- Problem details -
Rewrite the entries below, changing "large video screen" to "giant display panel" wherever it occurs and leaving everything else untouched.
#### Records for this task
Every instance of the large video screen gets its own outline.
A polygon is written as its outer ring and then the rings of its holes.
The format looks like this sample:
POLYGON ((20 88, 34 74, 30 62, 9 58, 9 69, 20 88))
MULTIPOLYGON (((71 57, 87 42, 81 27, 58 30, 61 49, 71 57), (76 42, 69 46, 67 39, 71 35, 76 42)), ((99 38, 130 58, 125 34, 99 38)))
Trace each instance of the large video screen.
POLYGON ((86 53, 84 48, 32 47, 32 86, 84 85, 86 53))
########
- Exercise result -
Every instance of the giant display panel gets its own outline.
A polygon is written as its outer ring and then the rings of its holes.
The format looks like this sample:
POLYGON ((20 88, 34 74, 30 62, 9 58, 9 69, 20 88))
MULTIPOLYGON (((71 57, 87 42, 81 27, 58 30, 61 49, 71 57), (76 42, 69 46, 67 39, 71 35, 76 42)), ((99 38, 130 58, 125 34, 99 38)))
Trace each instance of the giant display panel.
POLYGON ((86 53, 84 48, 32 47, 32 86, 84 85, 86 53))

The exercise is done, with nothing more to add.